-- Exercise aim --
Reproduce word for word the lines of the items below, from the line containing "Final review: confirm the location of every chimney" through the final line.

>> Begin Given data

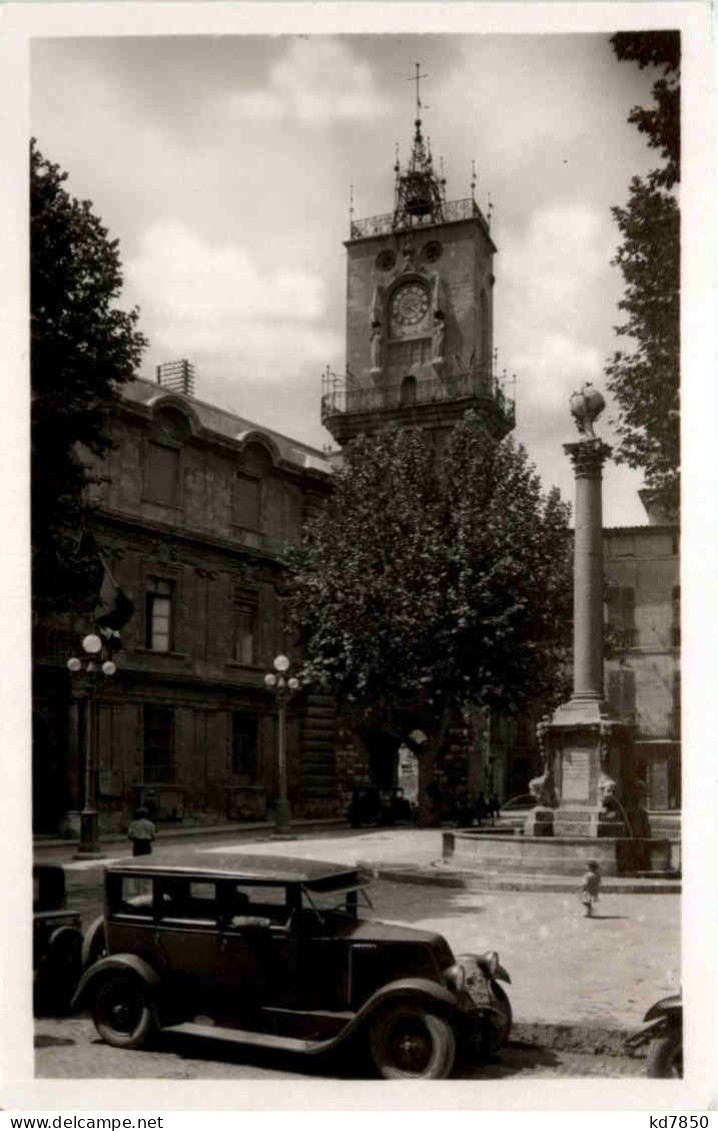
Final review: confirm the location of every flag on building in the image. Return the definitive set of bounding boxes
[94,555,135,636]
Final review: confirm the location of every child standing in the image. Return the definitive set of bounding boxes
[579,860,600,918]
[127,805,157,856]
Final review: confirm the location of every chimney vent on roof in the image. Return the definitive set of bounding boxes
[157,357,194,397]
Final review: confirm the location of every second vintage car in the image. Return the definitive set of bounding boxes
[76,853,511,1079]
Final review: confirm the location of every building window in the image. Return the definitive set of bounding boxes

>> End Given data

-- Solution to this exercise --
Final review: confirm the location of every chimney vent on roof in the image. Return the definitive set of bounding boxes
[157,357,194,397]
Final review: confirm the location of every second vintage car in the image. Return the definitive set of bounding boxes
[76,853,511,1079]
Final review: confirm the location of every building window in the image. Return the definitive set of bounding boxes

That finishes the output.